QinetiQ tests new MAN military trucks through tropical, desert and Arctic conditions
By Kyle Sherer
January 23, 2008
January 24, 2008 QinetiQ has put 12 types of MAN military logistic trucks through simulated hell and back as part of an 18-month evaluation contract. Over three separate six week phases, the 12 models of the new supply vehicles destined for the U.K. Ministry of Defense have been subjected to temperatures ranging from 49°C to -46°C, through dry, hot, wet and humid conditions that simulated desert, tropical and Arctic environments.
The first phase simulated hot conditions, with solar levels for a typical day cycle reaching 1120 watts per square meter. The second phase was tropical, and involved relative humidity levels of 80%. The final, Arctic, phase simulated temperatures of -46°C for the specially prepared winterized vehicles, and a chilly -32°C for the standard fleet.
Each of the phases involved regular checks of every piece of equipment on the vehicles, including engine starts, heating and cooling systems, brakes, wipers and ancillary items like winches, pumps and cranes. Further testing for the winterized variant is planned for early 2008.
The MAN support vehicles will be the logistic workhorse for the military, and are considerably more advanced than their predecessors. The trucks are fitted with more comfortable cabs, air conditioning and the latest in diagnostic and fault finding systems. They can also be fitted with an armor pack to protect crew from small arms fire and mine blasts. The contract between MOD and MAN is worth £1.3 billion, (US$2.5 billion), and includes over 7000 vehicles in 4x4, 6x6 and 8x8 wheel variants. The trucks will be used by the Army, Royal Marines and RAF, and are expected to be in service for at least 20 years. They’re designed to carry around 400 defined loads and will replace a diverse fleet of carriers, some of which date back to the 1970s.
Lord Drayson, the then Minister of State for Defence Equipment and Support, when announcing delivery of the first 161 vehicles back in August 2007 said: "These trucks will give our front line forces a much improved vehicle for moving vital supplies such as ammunition, food and water while on operations. They will be able to operate across rough terrain, in extreme environments of hot and cold, and can drive ashore from landing craft."

**EXERCISE PROMPT**: Decide whether each statement agrees with the article on QinetiQ's truck testing. Answer yes or no for each and quote the words that decide it: 1. In the Arctic phase, the standard fleet was tested at -46°C. 2. The MOD contract with MAN covers more than 7000 vehicles. 3. The tropical phase involved relative humidity levels of 80%. The stored data that comes next is separate material unrelated to the article.

Stored data:

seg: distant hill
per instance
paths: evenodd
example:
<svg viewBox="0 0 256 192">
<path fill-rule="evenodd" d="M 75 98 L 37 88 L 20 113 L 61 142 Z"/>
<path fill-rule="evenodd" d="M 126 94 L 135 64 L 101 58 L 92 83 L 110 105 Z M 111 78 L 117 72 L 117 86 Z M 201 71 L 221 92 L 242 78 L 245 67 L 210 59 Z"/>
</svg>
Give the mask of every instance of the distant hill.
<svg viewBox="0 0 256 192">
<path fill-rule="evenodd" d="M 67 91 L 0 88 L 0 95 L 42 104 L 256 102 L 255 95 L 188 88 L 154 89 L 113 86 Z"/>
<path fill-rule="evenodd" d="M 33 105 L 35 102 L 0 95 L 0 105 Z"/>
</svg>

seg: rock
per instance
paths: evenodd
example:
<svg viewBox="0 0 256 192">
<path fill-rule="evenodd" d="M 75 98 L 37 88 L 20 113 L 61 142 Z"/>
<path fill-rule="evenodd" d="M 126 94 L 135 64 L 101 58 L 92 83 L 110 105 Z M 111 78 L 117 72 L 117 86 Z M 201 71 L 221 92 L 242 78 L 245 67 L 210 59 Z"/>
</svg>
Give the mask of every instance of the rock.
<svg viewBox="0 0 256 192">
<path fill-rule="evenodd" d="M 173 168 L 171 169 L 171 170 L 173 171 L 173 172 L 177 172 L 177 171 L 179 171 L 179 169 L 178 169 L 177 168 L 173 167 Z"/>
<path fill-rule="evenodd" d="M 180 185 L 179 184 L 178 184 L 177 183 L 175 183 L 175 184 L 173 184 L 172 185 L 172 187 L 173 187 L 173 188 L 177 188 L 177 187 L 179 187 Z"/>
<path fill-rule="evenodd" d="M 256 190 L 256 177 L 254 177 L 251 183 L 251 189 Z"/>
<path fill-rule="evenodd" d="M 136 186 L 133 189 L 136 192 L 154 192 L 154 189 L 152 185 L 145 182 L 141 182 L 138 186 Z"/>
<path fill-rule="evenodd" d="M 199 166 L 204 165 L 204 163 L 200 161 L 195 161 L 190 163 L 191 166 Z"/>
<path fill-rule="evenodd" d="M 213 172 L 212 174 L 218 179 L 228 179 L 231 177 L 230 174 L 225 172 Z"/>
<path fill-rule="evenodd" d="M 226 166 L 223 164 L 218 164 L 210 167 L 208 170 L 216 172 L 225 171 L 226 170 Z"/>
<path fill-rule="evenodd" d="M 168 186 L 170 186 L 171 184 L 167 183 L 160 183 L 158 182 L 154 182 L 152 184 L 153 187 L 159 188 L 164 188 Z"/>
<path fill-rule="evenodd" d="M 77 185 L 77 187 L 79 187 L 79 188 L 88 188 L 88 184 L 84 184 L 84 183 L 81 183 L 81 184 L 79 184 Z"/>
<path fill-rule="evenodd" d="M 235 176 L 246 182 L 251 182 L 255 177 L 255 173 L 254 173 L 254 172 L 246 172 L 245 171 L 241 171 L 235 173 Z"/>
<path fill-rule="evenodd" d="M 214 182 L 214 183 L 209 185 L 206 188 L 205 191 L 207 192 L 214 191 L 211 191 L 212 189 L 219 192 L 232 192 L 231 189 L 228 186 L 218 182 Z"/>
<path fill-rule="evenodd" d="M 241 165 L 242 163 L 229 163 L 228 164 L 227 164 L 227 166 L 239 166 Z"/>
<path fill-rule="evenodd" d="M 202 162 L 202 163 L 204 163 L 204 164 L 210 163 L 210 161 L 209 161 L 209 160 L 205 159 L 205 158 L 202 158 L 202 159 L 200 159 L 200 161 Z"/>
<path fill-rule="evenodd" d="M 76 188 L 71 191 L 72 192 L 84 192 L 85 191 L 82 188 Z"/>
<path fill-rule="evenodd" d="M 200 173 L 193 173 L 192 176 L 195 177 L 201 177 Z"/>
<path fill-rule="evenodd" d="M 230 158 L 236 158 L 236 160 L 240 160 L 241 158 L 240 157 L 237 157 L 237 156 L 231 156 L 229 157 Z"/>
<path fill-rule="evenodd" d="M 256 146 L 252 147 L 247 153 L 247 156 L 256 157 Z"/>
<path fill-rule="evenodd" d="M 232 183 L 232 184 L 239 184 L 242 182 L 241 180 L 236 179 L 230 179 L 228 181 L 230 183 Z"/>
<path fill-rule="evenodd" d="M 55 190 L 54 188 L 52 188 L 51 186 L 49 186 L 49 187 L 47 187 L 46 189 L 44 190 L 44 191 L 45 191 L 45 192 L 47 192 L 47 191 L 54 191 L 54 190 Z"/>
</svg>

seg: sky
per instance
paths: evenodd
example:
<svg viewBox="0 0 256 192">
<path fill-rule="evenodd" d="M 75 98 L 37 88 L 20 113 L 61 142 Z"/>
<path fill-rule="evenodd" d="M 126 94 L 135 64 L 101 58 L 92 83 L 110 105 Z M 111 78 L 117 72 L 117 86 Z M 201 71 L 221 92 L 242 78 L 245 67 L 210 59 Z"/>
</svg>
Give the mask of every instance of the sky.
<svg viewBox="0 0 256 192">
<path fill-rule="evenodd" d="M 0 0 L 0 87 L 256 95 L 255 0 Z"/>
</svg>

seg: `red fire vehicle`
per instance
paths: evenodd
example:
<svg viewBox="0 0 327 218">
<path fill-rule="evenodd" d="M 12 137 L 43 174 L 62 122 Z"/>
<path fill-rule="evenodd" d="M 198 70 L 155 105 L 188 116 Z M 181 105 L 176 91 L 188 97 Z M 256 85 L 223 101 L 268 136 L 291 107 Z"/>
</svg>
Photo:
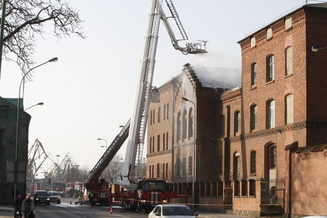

**EXPECTED OUTPUT**:
1. No: "and a chilly -32°C for the standard fleet."
2. Yes: "includes over 7000 vehicles in 4x4, 6x6 and 8x8 wheel variants"
3. Yes: "The second phase was tropical, and involved relative humidity levels of 80%."